> **Stated problem**
Repeat every entry word for word, but leave the images out of your copy.

* BEGIN *

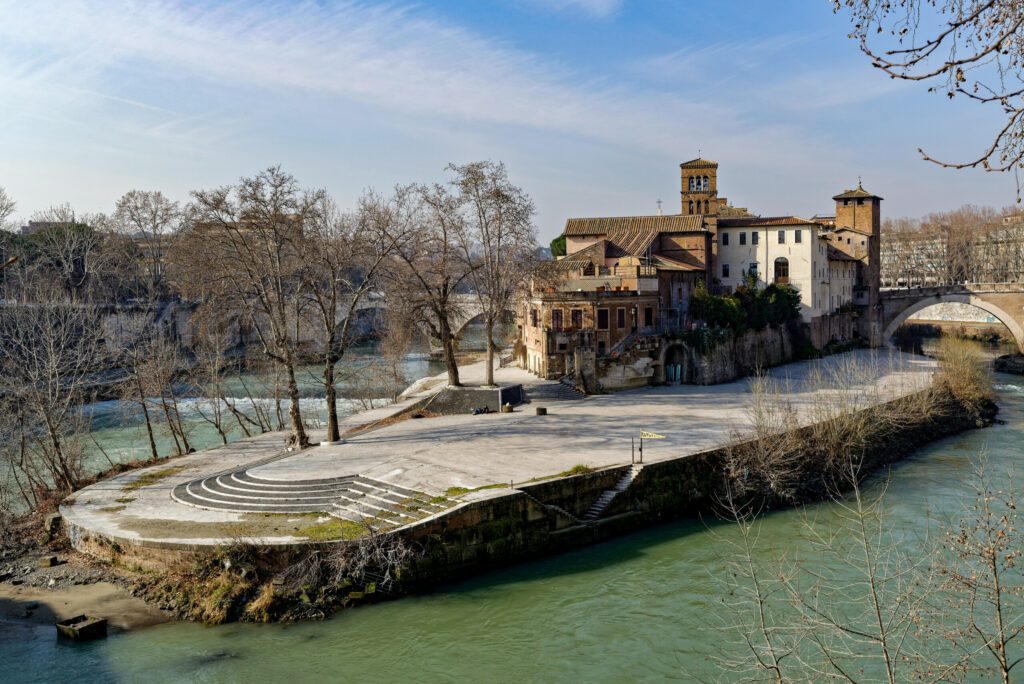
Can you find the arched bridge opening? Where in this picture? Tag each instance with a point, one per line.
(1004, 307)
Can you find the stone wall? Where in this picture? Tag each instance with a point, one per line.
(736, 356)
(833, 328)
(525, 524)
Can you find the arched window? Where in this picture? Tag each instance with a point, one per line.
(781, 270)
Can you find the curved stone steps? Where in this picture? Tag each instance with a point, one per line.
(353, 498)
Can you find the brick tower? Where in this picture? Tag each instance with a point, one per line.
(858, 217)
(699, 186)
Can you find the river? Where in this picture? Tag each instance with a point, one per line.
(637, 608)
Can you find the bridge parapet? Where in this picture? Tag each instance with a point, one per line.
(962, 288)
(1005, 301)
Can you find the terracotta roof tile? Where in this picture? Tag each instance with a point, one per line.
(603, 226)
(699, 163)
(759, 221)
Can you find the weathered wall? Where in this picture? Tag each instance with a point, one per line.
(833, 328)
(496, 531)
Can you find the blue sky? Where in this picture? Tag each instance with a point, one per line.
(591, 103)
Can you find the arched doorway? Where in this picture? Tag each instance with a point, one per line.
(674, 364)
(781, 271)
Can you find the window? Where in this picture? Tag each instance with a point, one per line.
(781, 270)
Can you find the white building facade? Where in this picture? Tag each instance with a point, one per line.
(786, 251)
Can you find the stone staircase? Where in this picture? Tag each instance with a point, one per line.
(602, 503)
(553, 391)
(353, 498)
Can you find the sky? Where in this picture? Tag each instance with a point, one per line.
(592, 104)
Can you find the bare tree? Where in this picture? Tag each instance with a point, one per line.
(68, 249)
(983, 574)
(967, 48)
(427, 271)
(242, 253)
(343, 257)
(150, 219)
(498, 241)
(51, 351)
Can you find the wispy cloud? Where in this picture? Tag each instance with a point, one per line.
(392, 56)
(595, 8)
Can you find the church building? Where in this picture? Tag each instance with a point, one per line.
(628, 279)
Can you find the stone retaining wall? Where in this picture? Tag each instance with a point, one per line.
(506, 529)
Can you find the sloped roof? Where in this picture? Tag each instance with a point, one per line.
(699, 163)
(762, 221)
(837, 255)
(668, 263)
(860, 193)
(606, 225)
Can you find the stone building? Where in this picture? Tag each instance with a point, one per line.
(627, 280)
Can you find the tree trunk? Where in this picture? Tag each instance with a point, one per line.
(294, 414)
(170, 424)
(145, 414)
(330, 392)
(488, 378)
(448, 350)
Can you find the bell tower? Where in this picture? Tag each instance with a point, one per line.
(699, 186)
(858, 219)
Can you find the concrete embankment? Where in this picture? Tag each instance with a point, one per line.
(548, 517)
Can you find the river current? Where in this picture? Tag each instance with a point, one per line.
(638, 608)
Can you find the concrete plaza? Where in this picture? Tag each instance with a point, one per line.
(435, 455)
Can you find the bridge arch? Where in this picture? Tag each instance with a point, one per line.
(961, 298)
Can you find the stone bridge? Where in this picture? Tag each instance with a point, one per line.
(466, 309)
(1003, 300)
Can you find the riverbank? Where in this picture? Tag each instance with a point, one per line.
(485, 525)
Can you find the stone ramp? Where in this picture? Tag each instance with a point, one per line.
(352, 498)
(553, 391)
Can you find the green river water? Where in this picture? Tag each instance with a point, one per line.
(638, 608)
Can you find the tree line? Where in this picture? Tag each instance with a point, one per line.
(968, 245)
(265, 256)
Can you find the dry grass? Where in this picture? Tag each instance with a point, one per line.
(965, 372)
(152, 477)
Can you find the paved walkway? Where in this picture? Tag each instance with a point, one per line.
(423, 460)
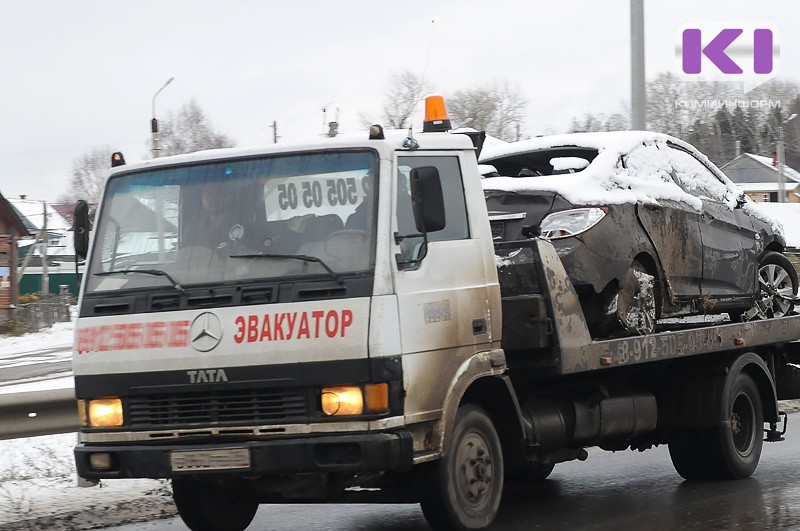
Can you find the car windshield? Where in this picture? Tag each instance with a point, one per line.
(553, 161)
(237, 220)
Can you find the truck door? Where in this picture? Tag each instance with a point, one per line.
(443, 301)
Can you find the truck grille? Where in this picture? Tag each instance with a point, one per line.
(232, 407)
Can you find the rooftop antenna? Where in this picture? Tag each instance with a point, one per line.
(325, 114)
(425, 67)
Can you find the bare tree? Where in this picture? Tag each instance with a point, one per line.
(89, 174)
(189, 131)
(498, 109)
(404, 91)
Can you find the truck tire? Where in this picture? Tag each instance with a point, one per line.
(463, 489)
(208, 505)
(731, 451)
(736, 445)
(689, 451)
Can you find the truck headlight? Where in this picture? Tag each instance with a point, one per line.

* END *

> **Full response**
Can you find the arched bridge opening? Where in this picture? Tag each instance with a point, one per line.
(1004, 307)
Can you find the stone wall? Where in this picture? Tag each instance with a point, one per line.
(736, 356)
(833, 328)
(525, 524)
Can you find the arched window? Where in this picture? Tag each instance with a point, one per line.
(781, 270)
Can you find the curved stone steps? Where in this picture? Tag each instance with a point, one per line.
(353, 498)
Can you find the brick tower? Where in this picture? Tag each instance with a point, one per line.
(858, 217)
(699, 186)
Can you find the river? Where in this picture? Tag each instance with a point, one per line.
(637, 608)
Can you find the bridge parapet? Where in this picture? Tag each instance with a point, one per line.
(962, 288)
(1005, 301)
Can you find the terracotta roof tile? Where in this picture? Tag each instance with a point, one per line.
(603, 226)
(699, 163)
(759, 221)
Can you find the weathered wall? Where in this picture? Tag each instance with a point, one per line.
(833, 328)
(496, 531)
Can you find the blue sky? Where in this picture? Tag each instance with a point, one per line.
(591, 103)
Can you find the arched doorway? Where in this picture? Tag each instance with a point, one per line.
(674, 364)
(781, 271)
Can you find the window? Where in this picture? Tag each instance with a point, one per line.
(781, 270)
Can you find the white building facade? Where in this picture? Tag each instance with a point, one per line.
(786, 251)
Can you find the stone staircase? Where in this picture? Tag each instance with a point, one per line.
(602, 503)
(553, 391)
(353, 498)
Can you find the sky? Where in this picture? Tag each instance with a point, one per line.
(592, 104)
Can you find the bare tree? Where in this picture? Tag each instance with a point, one per line.
(68, 249)
(983, 574)
(967, 48)
(427, 271)
(242, 253)
(343, 257)
(150, 219)
(498, 241)
(51, 351)
Can you find the wispy cloud? Where in this picture? Tag each instance with a point, one per line.
(392, 56)
(595, 8)
Can you find the church building? Where in this picture? Tag each instance with a point, one per line.
(628, 279)
Can you find the stone retaining wall? Where in this picture? Tag each instance with a point, one per line.
(506, 529)
Can you find the sloped roof? Where in this picture? Tag each instance with a point, one per line.
(699, 163)
(762, 221)
(837, 255)
(668, 263)
(860, 193)
(606, 225)
Can you find the stone building? Where in this picture? Tag each instance with a point, one per line.
(627, 280)
Can you find the tree trunk? Where in this picture? Tag each instance with a point, one per line.
(294, 414)
(170, 424)
(145, 414)
(330, 392)
(488, 378)
(448, 350)
Can you find the bell tower? Where in this picture? Tag each instance with a point, one per line.
(699, 186)
(858, 219)
Can you find the concrete embankment? Where in this picture? Tag each instance with a point, one per line.
(548, 517)
Can you find the river current? Where in this picture? Tag each instance with a point, one per line.
(638, 608)
Can you find the concrete plaza? Where in this picture? Tag each instance with a point, one per line.
(435, 455)
Can you find the bridge arch? Where in this picture? Tag each instance with a point, one per line.
(961, 298)
Can you find the stone bridge? Where in this picture? Tag each instance with a point, one per line.
(466, 309)
(1003, 300)
Can you find the riverbank? Where in this picture? Tag each instance with a point, one per line.
(485, 525)
Can you find the stone ramp? Where in this picture? Tag each instance with a point, one per line.
(352, 498)
(553, 391)
Can you find the green river water? Where in this picture? Tag each instance with a point, one per line.
(638, 608)
Can you find the tree line? Where in this picture? Tag each instance with a point, one per line.
(968, 245)
(265, 256)
Can you find the dry grass? Where in this picture? Tag each instance with a point, one per line.
(965, 372)
(152, 477)
Can you find the paved walkway? Where in this picture? Tag each instance with a point, one per line.
(423, 460)
Can you find the car windshield? Where in this picture? Tag each instance with a point, one per line.
(553, 161)
(237, 220)
Can you find the truck door? Where in this picture? Tag each instance with a point, one per line.
(443, 301)
Can you find the truck grille? Where in this picture? Tag each instance with a point, one per line.
(232, 407)
Can you find the rooftop antenna? Where in this picture? Tag each instance with a point, one per line.
(325, 114)
(425, 67)
Can you find the bare tree? Where in this picture? Tag each instance with a point, one per line.
(89, 174)
(189, 131)
(498, 109)
(404, 91)
Can you find the truck tire? Where in this picture? Tag each instance with a point, one per line.
(463, 489)
(208, 505)
(731, 451)
(736, 445)
(689, 451)
Can you find the truck headlight? Where in this picture? Tag each instance with a point, one per line.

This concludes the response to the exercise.